● WRITTEN TASK
Quote the passage on the women's 3000 metre short-track relay at the 2006 Winter Olympics from "The women's 3000" to "the Torino Palavela.", copying it word for word.

● TEXT BLOCK

- Pictogram for short track
- Venue: Torino Palavela
- Dates: 12–22 February 2006
- Competitors: 36 from 8 nations

Medalists
- 1st place, gold medalist(s):  / South Korea Byun Chun-sa Choi Eun-kyung Jeon Da-hye Jin Sun-yu Kang Yun-mi
- 2nd place, silver medalist(s):  / Canada Alanna Kraus Anouk Leblanc-Boucher Amanda Overland Kalyna Roberge Tania Vicent
- 3rd place, bronze medalist(s):  / Italy Marta Capurso Arianna Fontana Katia Zini Mara Zini

= Short-track speed skating at the 2006 Winter Olympics – Women's 3000 metre relay =

The women's 3000 metre relay in short track speed skating at the 2006 Winter Olympics began with the semifinals, on 12 February, and concluded with the final on 22 February, at the Torino Palavela.

==Records==
Prior to this competition, the existing world and Olympic records were as follows:

No new world and Olympic records were set during this competition.

| World record | South Korea | 4:11.742 | Calgary, Canada | 19 October 2003 |  |
| Olympic record | South Korea | 4:12.793 | Salt Lake City, United States | 20 February 2002 |  |

==Results==

===Semifinals===
The two semifinals, taking place on 12 February, matched four teams, each with four skaters on the ice, with the top two in each advancing to the A final. The other teams advanced to the B Final.

● PROVIDED MATERIAL
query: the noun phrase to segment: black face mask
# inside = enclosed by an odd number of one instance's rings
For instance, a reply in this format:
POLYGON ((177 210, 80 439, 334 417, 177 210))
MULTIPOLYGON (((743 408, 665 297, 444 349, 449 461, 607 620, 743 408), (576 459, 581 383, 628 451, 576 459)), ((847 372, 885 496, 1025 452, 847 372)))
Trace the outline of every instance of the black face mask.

● COMPLETE RESPONSE
The women's 3000 metre relay in short track speed skating at the 2006 Winter Olympics began with the semifinals, on 12 February, and concluded with the final on 22 February, at the Torino Palavela.